● What to work on: Copy all of the data below without any changes, and leave the pictures out of your copy.

● Input for this task:

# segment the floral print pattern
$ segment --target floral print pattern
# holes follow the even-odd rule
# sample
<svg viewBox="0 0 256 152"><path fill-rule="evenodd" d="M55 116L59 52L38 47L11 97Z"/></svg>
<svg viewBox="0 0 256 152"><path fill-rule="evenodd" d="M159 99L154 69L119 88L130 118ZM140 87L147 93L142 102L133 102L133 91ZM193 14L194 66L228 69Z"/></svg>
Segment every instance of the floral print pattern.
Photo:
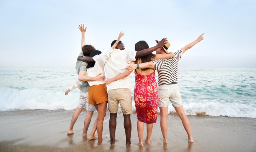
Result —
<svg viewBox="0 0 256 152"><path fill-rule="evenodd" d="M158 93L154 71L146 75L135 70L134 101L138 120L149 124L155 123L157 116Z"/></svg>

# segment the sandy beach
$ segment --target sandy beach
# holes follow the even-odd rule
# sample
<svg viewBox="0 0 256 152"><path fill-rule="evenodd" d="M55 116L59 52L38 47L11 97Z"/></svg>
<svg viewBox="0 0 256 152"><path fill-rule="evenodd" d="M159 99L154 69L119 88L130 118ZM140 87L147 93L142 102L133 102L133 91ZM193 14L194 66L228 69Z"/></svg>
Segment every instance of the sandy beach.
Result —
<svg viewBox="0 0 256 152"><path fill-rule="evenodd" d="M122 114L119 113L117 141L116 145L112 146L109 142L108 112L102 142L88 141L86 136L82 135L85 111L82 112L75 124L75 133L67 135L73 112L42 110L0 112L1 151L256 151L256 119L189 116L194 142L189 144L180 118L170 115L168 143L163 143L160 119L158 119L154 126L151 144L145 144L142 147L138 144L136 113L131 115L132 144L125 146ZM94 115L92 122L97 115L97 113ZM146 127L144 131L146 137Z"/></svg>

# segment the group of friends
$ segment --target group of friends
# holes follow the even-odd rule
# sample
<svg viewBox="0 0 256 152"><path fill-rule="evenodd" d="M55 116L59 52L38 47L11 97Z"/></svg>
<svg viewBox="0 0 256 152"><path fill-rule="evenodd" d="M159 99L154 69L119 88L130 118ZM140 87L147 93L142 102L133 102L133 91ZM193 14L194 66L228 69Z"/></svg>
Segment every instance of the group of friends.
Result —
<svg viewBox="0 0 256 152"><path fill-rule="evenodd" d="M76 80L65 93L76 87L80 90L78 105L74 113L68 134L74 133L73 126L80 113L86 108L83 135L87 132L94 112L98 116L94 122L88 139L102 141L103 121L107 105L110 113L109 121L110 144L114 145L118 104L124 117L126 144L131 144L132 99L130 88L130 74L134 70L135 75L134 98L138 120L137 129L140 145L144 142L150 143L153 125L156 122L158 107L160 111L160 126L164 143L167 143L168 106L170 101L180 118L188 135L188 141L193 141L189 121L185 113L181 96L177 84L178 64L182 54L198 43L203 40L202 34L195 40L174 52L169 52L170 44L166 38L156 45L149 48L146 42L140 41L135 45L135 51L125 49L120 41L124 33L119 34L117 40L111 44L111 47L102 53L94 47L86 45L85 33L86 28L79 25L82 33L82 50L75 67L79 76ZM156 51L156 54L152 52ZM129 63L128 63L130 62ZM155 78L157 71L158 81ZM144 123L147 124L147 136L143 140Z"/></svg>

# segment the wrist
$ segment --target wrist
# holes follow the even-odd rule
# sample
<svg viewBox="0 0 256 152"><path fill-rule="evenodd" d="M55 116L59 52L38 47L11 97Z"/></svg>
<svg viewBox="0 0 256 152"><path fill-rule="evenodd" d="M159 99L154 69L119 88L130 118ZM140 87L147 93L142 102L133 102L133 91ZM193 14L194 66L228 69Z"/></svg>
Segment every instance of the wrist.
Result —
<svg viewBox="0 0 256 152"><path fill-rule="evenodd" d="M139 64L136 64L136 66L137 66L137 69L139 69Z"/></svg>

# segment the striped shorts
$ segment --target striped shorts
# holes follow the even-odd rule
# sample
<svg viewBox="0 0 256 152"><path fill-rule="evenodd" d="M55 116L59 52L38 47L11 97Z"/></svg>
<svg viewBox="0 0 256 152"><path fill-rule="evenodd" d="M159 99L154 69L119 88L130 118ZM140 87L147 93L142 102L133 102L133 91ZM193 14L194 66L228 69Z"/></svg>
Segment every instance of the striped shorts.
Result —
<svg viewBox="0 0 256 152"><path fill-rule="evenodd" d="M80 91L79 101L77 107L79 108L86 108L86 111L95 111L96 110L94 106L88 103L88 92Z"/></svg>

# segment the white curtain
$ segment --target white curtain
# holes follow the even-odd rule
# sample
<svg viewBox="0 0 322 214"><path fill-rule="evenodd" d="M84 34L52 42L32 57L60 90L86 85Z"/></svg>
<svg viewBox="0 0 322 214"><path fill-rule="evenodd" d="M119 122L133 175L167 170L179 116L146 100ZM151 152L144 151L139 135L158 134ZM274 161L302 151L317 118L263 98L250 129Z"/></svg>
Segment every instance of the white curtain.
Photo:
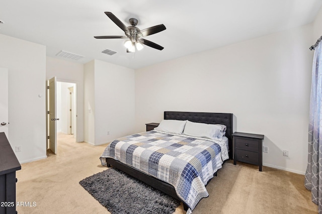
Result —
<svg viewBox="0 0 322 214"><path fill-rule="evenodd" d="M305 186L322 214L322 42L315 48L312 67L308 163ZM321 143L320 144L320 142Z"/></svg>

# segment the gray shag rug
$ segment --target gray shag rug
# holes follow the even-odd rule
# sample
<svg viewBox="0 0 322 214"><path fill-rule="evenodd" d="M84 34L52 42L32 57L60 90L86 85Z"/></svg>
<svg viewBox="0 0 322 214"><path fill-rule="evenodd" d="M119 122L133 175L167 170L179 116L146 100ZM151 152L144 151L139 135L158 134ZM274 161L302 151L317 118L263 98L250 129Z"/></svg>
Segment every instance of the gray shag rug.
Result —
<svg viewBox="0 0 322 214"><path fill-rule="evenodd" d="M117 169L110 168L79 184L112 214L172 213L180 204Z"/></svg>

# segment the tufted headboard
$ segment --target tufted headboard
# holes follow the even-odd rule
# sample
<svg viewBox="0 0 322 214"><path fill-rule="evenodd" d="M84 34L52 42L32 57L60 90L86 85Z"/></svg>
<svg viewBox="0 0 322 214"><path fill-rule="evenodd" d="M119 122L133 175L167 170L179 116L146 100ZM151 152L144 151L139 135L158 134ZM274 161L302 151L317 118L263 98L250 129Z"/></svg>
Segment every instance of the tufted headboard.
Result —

● Solved problem:
# segment the floral print pattern
$ segment --target floral print pattern
# holes follow the even-odd rule
# sample
<svg viewBox="0 0 256 152"><path fill-rule="evenodd" d="M55 116L59 52L38 47L11 97Z"/></svg>
<svg viewBox="0 0 256 152"><path fill-rule="evenodd" d="M159 99L154 69L119 88L130 118ZM140 87L147 93L142 102L133 102L133 91ZM193 14L194 66L228 69Z"/></svg>
Segment every instance of the floral print pattern.
Photo:
Result —
<svg viewBox="0 0 256 152"><path fill-rule="evenodd" d="M158 93L154 71L146 75L135 70L134 101L138 120L149 124L155 123L157 116Z"/></svg>

# segment the sandy beach
$ segment --target sandy beach
# holes follow the even-odd rule
# sample
<svg viewBox="0 0 256 152"><path fill-rule="evenodd" d="M55 116L59 52L38 47L11 97Z"/></svg>
<svg viewBox="0 0 256 152"><path fill-rule="evenodd" d="M159 99L154 69L119 88L130 118ZM140 87L147 93L142 102L133 102L133 91ZM193 14L194 66L228 69Z"/></svg>
Segment every instance of the sandy beach.
Result —
<svg viewBox="0 0 256 152"><path fill-rule="evenodd" d="M122 114L119 113L117 141L116 145L112 146L109 142L108 112L102 142L88 141L86 136L82 135L85 111L82 112L75 124L75 133L67 135L73 112L42 110L0 112L1 151L256 151L256 119L189 116L194 142L189 144L180 118L170 115L168 143L163 143L160 119L158 119L154 126L151 144L145 144L142 147L138 144L136 113L131 115L132 144L125 146ZM94 115L92 122L97 115L97 113ZM146 127L144 131L146 137Z"/></svg>

# segment the group of friends
$ segment --target group of friends
# holes follow the even-odd rule
# sample
<svg viewBox="0 0 256 152"><path fill-rule="evenodd" d="M55 116L59 52L38 47L11 97Z"/></svg>
<svg viewBox="0 0 256 152"><path fill-rule="evenodd" d="M159 99L154 69L119 88L130 118ZM140 87L147 93L142 102L133 102L133 91ZM193 14L194 66L228 69Z"/></svg>
Segment every instance of the group of friends.
Result —
<svg viewBox="0 0 256 152"><path fill-rule="evenodd" d="M76 80L65 93L76 87L80 90L78 105L74 113L68 134L74 133L73 126L80 113L86 108L83 135L87 132L94 112L98 116L94 122L88 139L102 141L103 121L107 105L110 113L109 121L110 144L114 145L118 104L124 117L126 144L131 144L132 99L130 88L130 74L134 70L135 75L134 98L138 120L137 129L140 145L144 142L150 143L153 125L156 122L158 107L160 111L160 126L164 143L167 143L168 106L170 101L180 118L188 135L188 141L193 141L189 121L185 113L181 96L177 84L178 64L182 54L198 43L203 40L202 34L195 40L174 52L169 52L170 44L166 38L156 45L149 48L146 42L140 41L135 45L135 51L125 49L120 41L124 33L119 34L117 40L111 44L111 47L102 53L94 47L86 45L85 33L86 28L79 25L82 33L82 50L75 67L79 76ZM156 51L156 54L152 52ZM129 63L128 63L130 62ZM155 78L157 71L158 81ZM144 123L147 124L147 136L143 140Z"/></svg>

# segment the wrist
$ segment --target wrist
# holes follow the even-odd rule
# sample
<svg viewBox="0 0 256 152"><path fill-rule="evenodd" d="M55 116L59 52L38 47L11 97Z"/></svg>
<svg viewBox="0 0 256 152"><path fill-rule="evenodd" d="M159 99L154 69L119 88L130 118ZM140 87L147 93L142 102L133 102L133 91ZM193 14L194 66L228 69Z"/></svg>
Segment every instance of the wrist.
Result —
<svg viewBox="0 0 256 152"><path fill-rule="evenodd" d="M139 64L136 64L136 66L137 66L137 69L139 69Z"/></svg>

# segment the striped shorts
$ segment --target striped shorts
# holes follow the even-odd rule
# sample
<svg viewBox="0 0 256 152"><path fill-rule="evenodd" d="M55 116L59 52L38 47L11 97Z"/></svg>
<svg viewBox="0 0 256 152"><path fill-rule="evenodd" d="M159 99L154 69L119 88L130 118ZM140 87L147 93L142 102L133 102L133 91ZM193 14L194 66L228 69Z"/></svg>
Segment every instance of the striped shorts.
Result —
<svg viewBox="0 0 256 152"><path fill-rule="evenodd" d="M80 91L79 101L77 107L79 108L86 108L86 111L95 111L96 110L94 106L88 103L88 92Z"/></svg>

# segment the white curtain
$ segment --target white curtain
# holes follow the even-odd rule
# sample
<svg viewBox="0 0 322 214"><path fill-rule="evenodd" d="M84 34L52 42L32 57L60 90L86 85Z"/></svg>
<svg viewBox="0 0 322 214"><path fill-rule="evenodd" d="M119 122L133 175L167 170L179 116L146 100ZM151 152L144 151L139 135L158 134ZM274 161L302 151L317 118L263 98L250 129Z"/></svg>
Segment every instance of the white curtain.
Photo:
Result —
<svg viewBox="0 0 322 214"><path fill-rule="evenodd" d="M305 186L322 214L322 42L315 48L312 67L308 163ZM321 143L320 144L320 142Z"/></svg>

# segment the gray shag rug
$ segment --target gray shag rug
# holes follow the even-odd rule
# sample
<svg viewBox="0 0 322 214"><path fill-rule="evenodd" d="M84 34L52 42L32 57L60 90L86 85Z"/></svg>
<svg viewBox="0 0 322 214"><path fill-rule="evenodd" d="M119 122L133 175L167 170L179 116L146 100ZM151 152L144 151L139 135L158 134ZM274 161L302 151L317 118L263 98L250 129Z"/></svg>
Segment every instance of the gray shag rug.
Result —
<svg viewBox="0 0 322 214"><path fill-rule="evenodd" d="M117 169L110 168L79 184L112 214L172 213L180 204Z"/></svg>

# segment the tufted headboard
$ segment --target tufted headboard
# holes follow the even-odd rule
# sample
<svg viewBox="0 0 322 214"><path fill-rule="evenodd" d="M84 34L52 42L32 57L60 90L86 85Z"/></svg>
<svg viewBox="0 0 322 214"><path fill-rule="evenodd" d="M119 122L133 175L167 170L179 116L146 100ZM151 152L144 151L139 135L158 134ZM274 161L302 151L317 118L263 98L250 129Z"/></svg>
Segment every instance of the tufted headboard.
Result —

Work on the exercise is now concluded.